# Aim of the task
Format the material as a Markdown table with the columns Number and Record line, one row per line. Start with the line containing "Return the outline of every instance of the trade" and go on through the line containing "[[[0,263],[399,264],[399,1],[328,2],[0,2]]]", leaving out any blank lines.

[Labeled region records]
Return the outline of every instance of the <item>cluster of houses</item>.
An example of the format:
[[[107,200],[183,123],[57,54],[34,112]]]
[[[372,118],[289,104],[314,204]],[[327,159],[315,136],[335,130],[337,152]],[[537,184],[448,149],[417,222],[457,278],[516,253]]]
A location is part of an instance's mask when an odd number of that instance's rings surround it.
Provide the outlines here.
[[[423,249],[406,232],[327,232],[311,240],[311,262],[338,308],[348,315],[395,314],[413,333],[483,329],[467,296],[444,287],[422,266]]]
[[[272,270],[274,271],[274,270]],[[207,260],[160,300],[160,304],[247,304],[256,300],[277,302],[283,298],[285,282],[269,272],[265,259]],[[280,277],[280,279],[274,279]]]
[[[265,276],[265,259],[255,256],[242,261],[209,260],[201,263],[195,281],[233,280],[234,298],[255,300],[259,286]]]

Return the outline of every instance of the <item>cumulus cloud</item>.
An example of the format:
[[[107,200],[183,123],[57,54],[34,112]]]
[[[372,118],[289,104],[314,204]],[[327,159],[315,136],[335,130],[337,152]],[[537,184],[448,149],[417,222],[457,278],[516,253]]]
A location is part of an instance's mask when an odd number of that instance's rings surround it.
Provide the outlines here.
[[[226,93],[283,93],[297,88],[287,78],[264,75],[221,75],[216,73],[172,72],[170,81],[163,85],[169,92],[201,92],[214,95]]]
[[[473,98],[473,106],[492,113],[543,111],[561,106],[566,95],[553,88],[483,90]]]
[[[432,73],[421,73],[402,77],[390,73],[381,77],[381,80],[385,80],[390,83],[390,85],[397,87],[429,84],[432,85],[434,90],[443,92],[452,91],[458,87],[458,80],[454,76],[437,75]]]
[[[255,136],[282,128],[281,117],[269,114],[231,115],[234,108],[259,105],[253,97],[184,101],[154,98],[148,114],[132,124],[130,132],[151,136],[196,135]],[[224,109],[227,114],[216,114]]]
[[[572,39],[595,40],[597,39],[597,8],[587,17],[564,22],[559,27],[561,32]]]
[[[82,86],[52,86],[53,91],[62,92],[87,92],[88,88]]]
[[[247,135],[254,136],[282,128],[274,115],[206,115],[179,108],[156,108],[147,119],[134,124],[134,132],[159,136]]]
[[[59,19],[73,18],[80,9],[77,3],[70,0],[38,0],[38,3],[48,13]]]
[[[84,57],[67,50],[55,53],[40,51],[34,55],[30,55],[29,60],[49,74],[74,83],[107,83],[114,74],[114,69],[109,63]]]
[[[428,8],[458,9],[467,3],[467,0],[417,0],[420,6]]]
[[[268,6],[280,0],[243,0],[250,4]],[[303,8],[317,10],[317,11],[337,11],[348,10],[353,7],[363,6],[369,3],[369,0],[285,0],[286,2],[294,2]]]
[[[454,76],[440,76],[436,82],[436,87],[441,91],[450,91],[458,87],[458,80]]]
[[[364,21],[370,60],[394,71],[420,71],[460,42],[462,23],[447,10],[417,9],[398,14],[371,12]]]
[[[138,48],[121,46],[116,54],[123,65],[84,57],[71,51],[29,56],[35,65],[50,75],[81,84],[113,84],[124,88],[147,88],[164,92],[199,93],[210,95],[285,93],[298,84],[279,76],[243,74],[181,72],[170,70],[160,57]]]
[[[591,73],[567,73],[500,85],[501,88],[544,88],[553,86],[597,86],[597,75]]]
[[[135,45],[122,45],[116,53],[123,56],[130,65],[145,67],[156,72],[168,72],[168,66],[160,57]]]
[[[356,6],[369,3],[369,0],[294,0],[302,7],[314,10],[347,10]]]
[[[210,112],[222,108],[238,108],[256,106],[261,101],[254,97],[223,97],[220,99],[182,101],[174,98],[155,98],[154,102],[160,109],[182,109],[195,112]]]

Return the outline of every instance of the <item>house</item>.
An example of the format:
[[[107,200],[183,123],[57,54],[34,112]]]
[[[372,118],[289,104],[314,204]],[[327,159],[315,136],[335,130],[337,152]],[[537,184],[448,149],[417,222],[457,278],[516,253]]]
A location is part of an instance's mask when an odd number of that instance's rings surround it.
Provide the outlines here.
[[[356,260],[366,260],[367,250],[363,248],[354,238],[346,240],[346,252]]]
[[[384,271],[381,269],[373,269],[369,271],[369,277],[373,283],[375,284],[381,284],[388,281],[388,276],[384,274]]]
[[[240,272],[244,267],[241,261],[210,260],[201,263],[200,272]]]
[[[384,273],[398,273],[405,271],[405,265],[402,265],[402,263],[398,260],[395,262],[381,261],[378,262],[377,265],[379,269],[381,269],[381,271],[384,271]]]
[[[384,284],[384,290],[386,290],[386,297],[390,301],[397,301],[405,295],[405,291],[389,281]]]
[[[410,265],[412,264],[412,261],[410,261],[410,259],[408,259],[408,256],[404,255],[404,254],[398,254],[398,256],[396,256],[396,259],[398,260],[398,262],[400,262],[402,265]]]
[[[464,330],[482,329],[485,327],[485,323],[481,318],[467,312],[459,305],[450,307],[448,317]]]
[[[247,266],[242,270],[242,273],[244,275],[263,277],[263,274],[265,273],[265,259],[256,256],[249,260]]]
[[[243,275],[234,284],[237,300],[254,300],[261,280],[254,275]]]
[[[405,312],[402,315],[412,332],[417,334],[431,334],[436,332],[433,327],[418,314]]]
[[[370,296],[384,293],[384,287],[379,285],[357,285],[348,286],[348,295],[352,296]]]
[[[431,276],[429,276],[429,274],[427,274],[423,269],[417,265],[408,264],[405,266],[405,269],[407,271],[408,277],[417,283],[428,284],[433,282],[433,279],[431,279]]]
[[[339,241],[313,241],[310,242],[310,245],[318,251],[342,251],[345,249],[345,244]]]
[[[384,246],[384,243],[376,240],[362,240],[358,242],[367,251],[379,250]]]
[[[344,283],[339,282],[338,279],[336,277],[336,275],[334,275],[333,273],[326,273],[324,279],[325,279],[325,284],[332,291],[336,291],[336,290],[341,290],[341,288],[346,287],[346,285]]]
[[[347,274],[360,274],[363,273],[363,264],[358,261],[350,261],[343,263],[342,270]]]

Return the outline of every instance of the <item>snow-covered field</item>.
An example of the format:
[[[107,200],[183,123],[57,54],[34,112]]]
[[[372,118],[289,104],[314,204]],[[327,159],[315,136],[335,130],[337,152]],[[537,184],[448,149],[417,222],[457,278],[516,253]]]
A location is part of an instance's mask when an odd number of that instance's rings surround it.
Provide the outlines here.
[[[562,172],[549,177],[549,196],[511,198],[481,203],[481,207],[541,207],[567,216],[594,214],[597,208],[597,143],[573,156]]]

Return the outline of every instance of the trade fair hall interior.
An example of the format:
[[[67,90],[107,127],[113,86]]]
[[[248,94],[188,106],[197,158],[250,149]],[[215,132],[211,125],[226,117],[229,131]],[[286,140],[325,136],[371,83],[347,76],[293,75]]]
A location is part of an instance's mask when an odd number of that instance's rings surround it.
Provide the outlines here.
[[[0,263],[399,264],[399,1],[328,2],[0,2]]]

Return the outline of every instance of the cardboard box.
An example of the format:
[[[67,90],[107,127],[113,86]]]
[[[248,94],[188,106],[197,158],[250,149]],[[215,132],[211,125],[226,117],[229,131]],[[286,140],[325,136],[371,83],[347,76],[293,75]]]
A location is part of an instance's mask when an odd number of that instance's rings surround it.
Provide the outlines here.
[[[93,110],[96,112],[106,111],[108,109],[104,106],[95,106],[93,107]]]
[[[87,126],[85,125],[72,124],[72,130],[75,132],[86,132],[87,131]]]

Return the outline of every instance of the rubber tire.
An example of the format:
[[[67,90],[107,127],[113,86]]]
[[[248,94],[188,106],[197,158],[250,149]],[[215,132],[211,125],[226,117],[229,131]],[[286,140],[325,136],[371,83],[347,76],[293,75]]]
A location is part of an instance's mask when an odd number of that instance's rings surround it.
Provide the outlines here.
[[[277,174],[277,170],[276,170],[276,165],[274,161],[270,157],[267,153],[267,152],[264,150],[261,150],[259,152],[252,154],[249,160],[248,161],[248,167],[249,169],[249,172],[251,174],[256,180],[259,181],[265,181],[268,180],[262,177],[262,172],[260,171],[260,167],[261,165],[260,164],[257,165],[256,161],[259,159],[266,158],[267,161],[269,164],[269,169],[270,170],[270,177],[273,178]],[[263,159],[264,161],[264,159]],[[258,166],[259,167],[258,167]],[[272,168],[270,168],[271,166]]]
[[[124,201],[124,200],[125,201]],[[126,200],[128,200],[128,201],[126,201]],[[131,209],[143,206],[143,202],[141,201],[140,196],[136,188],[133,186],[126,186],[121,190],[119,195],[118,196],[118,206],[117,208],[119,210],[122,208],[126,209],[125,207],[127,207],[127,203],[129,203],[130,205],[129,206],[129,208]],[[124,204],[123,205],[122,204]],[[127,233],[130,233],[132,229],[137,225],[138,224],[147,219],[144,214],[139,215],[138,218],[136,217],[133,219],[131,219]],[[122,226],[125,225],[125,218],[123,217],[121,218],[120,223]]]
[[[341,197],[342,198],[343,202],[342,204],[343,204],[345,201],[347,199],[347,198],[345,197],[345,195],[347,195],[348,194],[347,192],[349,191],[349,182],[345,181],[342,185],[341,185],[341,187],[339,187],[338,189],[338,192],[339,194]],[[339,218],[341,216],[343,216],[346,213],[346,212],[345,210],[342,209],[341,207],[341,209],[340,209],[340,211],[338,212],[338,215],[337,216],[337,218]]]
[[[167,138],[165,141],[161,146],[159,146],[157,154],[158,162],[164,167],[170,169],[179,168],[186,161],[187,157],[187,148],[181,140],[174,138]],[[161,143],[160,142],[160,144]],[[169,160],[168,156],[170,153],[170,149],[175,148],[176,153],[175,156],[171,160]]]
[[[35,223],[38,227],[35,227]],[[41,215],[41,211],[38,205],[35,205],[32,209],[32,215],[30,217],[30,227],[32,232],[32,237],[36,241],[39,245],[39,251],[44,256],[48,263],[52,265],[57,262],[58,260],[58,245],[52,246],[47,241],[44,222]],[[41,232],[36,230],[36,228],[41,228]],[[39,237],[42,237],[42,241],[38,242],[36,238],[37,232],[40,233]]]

# Finished exercise
| Number | Record line |
|---|---|
| 1 | Return the outline of every instance of the trade fair hall interior. |
| 2 | An example of the format: |
| 3 | [[[67,90],[107,127],[113,86]]] |
| 4 | [[[248,94],[188,106],[197,158],[250,149]],[[215,132],[211,125],[226,117],[229,131]],[[286,140],[325,136],[371,83],[347,76],[293,75]]] |
| 5 | A location is part of an instance's mask when an odd number of that instance's rings surround it. |
| 6 | Provide the outlines here. |
| 7 | [[[0,263],[399,264],[399,1],[328,2],[0,2]]] |